## SECCIÓN DEL DOCUMENTO:
↓

VIERNES 3 DE NOVIEMBRE DE 2000

 


Ť Gilberto López y Rivas Ť

La política contrainsurgente de Ernesto Zedillo

Recientemente, en la sección Agenda de nuestro diario se informaba sobre el decreto expropiatorio, firmado por el Presidente de la República, de tres hectáreas y media de uso común ubicadas en el ejido Amador Hernández, municipio de Ocosingo, Chiapas, y publicado el 18 de octubre en el Diario Oficial de la Federación. Según ese decreto, la expropiación se hace a solicitud de la Secretaría de la Defensa Nacional y por "causa de utilidad pública", y el terreno será destinado "a la construcción de instalaciones militares para el adiestramiento de destacamentos del Ejército y Fuerza Aérea mexicanos y al desarrollo de actividades castrenses en general", debiéndose pagar a los ejidatarios la cantidad de 28 mil 124 pesos.

El decreto constituye no sólo un despojo y un robo contra indígenas protegidos por el Convenio 169 de la Organización Internacional del Trabajo y el artículo Cuarto de la Constitución. No se trata únicamente de un acto de fuerza y prepotencia solicitado por un Ejército surgido de una revolución agraria que estableció la posesión ejidal, que ahora se violenta desde los más altos poderes del Estado; y no sólo es una crasa violación al espíritu y la letra de la Ley para el Diálogo, la Conciliación y la Paz Digna en Chiapas y un impedimento más para el restablecimiento del diálogo en esa entidad, sino que legaliza la contrainsurgencia y la militarización, justifica la ocupación castrense como forma de relación entre el Estado y los pueblos indígenas y legitima la neocolonización de la selva Lacandona por parte de las fuerzas armadas como una estrategia para romper las redes socioétnicas de los pueblos.

↑

## PREGUNTAS:
• a. Según el artículo sobre la política contrainsurgente de Zedillo, ¿qué cantidad debe pagarse a los ejidatarios por el terreno expropiado?
• b. Ofrece una continuación del artículo sobre la política contrainsurgente de Zedillo a partir de su última oración.
Las entradas no intervienen en esto.

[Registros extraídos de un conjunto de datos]
↓

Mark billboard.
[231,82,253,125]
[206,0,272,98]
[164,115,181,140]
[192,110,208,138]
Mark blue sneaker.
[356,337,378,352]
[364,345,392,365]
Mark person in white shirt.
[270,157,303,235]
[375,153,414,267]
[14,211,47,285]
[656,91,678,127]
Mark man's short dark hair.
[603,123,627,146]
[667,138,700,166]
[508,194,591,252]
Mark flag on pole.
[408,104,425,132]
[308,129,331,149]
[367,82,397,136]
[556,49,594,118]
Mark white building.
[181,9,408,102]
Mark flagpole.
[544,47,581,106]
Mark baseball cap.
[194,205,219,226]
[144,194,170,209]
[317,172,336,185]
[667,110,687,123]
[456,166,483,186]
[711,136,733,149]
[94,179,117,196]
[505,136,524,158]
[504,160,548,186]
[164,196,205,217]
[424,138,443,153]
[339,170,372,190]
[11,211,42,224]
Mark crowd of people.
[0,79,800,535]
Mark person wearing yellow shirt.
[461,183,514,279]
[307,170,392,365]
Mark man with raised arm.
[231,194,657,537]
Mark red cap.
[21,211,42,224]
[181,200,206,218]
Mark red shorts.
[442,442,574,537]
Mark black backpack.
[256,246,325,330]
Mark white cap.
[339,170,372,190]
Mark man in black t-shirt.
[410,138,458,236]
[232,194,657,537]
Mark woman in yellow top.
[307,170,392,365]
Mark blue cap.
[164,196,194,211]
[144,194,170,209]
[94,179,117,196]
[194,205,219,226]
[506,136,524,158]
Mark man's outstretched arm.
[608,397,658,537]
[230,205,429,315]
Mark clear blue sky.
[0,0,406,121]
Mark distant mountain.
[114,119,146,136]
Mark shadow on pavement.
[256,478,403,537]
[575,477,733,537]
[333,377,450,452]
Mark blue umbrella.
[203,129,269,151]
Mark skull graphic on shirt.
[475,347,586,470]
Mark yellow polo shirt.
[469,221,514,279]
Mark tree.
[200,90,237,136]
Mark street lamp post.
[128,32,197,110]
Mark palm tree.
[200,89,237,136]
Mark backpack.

↑

## RESPUESTAS ESCRITAS:
• a. 28 mil 124 pesos.

• b.
Para quienes hemos estado en varias ocasiones en el ejido de Amador Hernández como miembros de la Cocopa de la 57 Legislatura, y para quienes han conocido directamente o a través de los medios de comunicación la resistencia de este indomable pueblo, cuyos terrenos de sembradío fueron ocupados por el Ejército desde el 8 de agosto de 1999, con el pretexto de que protegerían la maquinaria y a los trabajadores de una empresa que construiría una carretera, el decreto no puede dejar de ser interpretado como una venganza, un castigo hacia los pobladores por haber mantenido permanentemente su protesta y su dignidad frente a la ocupación militar.

Muchas horas escuchamos las voces de la comunidad que narraban los impactos negativos y dramáticos de la presencia de los militares en los terrenos expropiados. Caminamos con sus habitantes por la vereda de un kilómetro que lleva hacia el terreno cercado por alambres de púas en los que se encuentran las tropas armadas hasta los dientes y los policías militares, que nos recibían con escudos, cascos y demás implementos para sofocar multitudes, a pesar de que las únicas armas que portaban los manifestantes eran las agudas consignas e incluso los fraternos reproches a los soldados de línea por ser pobres y jodidos y, sin embargo, estar del otro lado de la alambrada. En particular, fue impactante conocer, en abril pasado, el testimonio de las mujeres de la comunidad de Amador que detallaban, en emotivos discursos, los agravios causados por la usurpación de las tierras y las incursiones diarias de los militares.

Cuántas veces no llegaron durante estos meses comisiones de derechos humanos nacionales y extranjeras a constatar las quejas fundadas de los pobladores de Amador Hernández, que en el ámbito internacional se transformaron en el símbolo de la defensa de los derechos de los pueblos indios.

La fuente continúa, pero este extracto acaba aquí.